## Exercise input
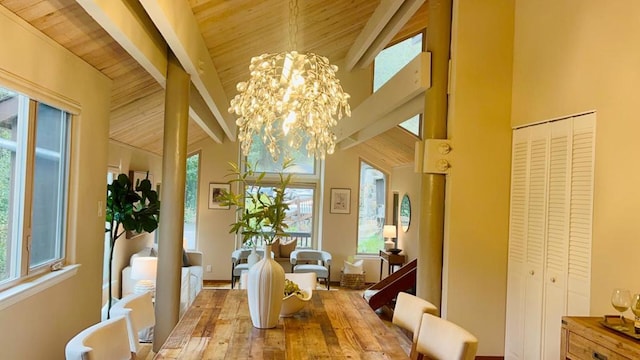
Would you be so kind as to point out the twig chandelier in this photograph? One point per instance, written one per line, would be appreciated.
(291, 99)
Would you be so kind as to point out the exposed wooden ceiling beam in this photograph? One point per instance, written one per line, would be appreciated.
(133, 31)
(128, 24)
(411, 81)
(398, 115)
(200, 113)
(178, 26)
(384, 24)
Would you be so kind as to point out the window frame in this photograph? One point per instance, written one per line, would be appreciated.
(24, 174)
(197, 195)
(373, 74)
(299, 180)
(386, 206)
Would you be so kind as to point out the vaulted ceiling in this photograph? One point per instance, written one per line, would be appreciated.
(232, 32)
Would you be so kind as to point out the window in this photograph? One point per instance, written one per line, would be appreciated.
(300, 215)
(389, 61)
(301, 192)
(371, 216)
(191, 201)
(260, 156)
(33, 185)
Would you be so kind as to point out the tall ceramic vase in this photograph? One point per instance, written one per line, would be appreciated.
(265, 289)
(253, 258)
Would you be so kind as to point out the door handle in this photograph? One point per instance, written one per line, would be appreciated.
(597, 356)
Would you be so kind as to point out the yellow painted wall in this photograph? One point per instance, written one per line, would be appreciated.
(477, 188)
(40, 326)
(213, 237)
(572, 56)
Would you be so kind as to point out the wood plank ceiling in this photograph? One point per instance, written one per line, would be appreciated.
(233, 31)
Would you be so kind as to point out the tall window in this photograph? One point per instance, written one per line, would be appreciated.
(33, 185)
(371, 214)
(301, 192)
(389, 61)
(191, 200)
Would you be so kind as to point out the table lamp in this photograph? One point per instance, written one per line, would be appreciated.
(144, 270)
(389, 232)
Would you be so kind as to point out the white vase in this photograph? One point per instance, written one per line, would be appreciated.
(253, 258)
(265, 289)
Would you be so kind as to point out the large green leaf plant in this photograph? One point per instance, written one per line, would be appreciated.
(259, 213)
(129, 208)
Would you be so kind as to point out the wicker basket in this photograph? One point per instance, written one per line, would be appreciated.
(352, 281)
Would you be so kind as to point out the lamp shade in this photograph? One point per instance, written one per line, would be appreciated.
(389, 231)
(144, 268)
* * *
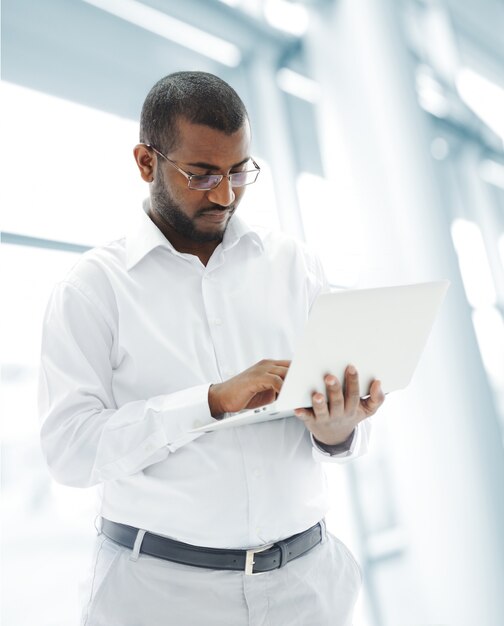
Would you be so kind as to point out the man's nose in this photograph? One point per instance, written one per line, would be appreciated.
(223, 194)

## What is needed
Count the lines in the records above that contain the string "lamp". Give only the number.

## Problem solution
2